*Data for this exercise*

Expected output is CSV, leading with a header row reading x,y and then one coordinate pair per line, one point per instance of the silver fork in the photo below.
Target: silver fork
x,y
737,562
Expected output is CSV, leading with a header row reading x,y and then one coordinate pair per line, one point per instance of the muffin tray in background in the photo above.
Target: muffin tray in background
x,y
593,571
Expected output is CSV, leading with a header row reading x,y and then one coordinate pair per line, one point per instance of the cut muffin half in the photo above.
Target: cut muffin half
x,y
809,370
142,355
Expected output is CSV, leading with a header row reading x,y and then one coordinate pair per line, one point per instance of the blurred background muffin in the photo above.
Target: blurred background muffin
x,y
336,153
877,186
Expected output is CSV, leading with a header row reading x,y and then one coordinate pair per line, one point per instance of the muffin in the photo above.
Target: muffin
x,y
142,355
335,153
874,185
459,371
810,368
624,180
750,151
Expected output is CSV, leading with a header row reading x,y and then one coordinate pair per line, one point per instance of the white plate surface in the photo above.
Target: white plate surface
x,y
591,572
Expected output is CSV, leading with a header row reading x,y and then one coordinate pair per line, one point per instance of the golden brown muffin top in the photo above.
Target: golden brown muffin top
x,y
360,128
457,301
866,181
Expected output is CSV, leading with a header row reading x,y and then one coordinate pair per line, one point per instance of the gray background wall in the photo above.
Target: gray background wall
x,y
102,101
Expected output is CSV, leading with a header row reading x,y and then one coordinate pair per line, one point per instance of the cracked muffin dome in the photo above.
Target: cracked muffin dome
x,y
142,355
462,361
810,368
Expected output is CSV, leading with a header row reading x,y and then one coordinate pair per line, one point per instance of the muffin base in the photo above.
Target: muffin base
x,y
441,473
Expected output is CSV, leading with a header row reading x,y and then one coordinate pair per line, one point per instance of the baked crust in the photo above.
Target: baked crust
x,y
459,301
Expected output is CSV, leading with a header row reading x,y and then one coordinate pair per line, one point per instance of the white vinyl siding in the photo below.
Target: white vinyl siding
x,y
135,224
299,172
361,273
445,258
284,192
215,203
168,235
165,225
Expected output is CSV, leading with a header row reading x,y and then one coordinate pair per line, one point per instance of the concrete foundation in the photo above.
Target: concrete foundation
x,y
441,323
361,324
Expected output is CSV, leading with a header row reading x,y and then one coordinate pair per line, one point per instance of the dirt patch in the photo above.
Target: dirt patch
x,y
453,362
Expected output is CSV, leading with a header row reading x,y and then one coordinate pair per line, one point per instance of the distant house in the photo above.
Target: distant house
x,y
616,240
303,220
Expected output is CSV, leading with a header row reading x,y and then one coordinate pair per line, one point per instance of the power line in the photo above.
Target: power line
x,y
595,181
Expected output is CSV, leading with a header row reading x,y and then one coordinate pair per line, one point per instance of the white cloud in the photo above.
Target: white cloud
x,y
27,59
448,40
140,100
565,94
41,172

*Given problem*
Reproduce the listing above verbatim, from first line to last.

*Complete answer*
Expected output is CSV, leading with a header row reading x,y and then one coordinate pair per line, one point per instance of the silver fork in the photo below.
Target: silver fork
x,y
737,562
Expected output is CSV, leading with a header row reading x,y and then one coordinate pair per line, one point per instance of the muffin tray in background in the photo above.
Target: muffin tray in background
x,y
593,571
Expected output is CSV, leading with a header row reading x,y and then one coordinate pair per line, one point per instance of the cut muffin half in the photo above.
Target: cut muffin half
x,y
809,370
142,355
Expected output is CSV, leading with a header row reading x,y and then one coordinate pair per line, one point per instance of the blurred background muffin in the photo above.
Target: blurred background muffin
x,y
336,153
877,186
Expected output is CSV, leading with a header row reading x,y and then one coordinate pair per line, one point per instance of the muffin in the photo above.
Target: muffin
x,y
142,355
335,153
874,185
459,371
810,368
624,180
750,151
Expected output is CSV, leading with a header row reading x,y and then one coordinate pair per line, one point per instance of the white plate surface in the photo above.
Target: white plate surface
x,y
591,572
Expected output is CSV, leading with a header row reading x,y and then one coordinate pair per line, one point per instance of the golden brown muffin top in the photo above.
Target: golden brown muffin top
x,y
360,128
457,301
866,181
Expected output is CSV, leading with a header row reading x,y and then one coordinate pair per line, one point per instance of the gray background wall in the photo above.
Target: gray background wall
x,y
102,101
Expected output is CSV, leading with a header row reading x,y and then one coordinate pair per line, one point per instance of the cracked muffin dome in the photo above.
Target: cracked muffin dome
x,y
142,355
462,361
810,368
Expected output is CSV, leading with a header row reading x,y and then one coordinate pair per line, one point per instance of the muffin base in the photo above.
Target: muffin base
x,y
441,473
Expected output is CSV, leading with a header row reading x,y and then one coordinate pair per line, one point per instance of the baked crust in the photo above.
Target: baked crust
x,y
459,301
Expected output is CSV, leading with a header row reading x,y and then one coordinate pair per line, one point per instance of the white vinyl siding in the photo below.
Target: white vinyl siding
x,y
135,224
299,172
361,273
445,258
284,192
215,203
168,235
165,225
Expected output is CSV, leading with a header row reading x,y and then one coordinate pair per line, one point per instance of the concrete foundation in the photo above.
Target: concrete foundation
x,y
441,323
361,324
Expected output is CSV, leading with a header row reading x,y and then one coordinate pair per line, one point per instance of the dirt patch in the photo above.
Target: dirt patch
x,y
453,362
Expected output is CSV, leading with a header row reading x,y and then one coordinate pair per line, one point per instance of the distant house in the photo above.
Target: distant house
x,y
616,240
303,220
Expected output is CSV, leading with a header row reading x,y and then one coordinate pair per line, one point per instance of the power line in the photo above.
Target: power line
x,y
595,181
Expected output is CSV, leading with a header row reading x,y and then one coordinate pair per line, one point per instance of the white cloud in the photo above.
Target: white cloud
x,y
27,59
448,40
140,100
565,94
41,172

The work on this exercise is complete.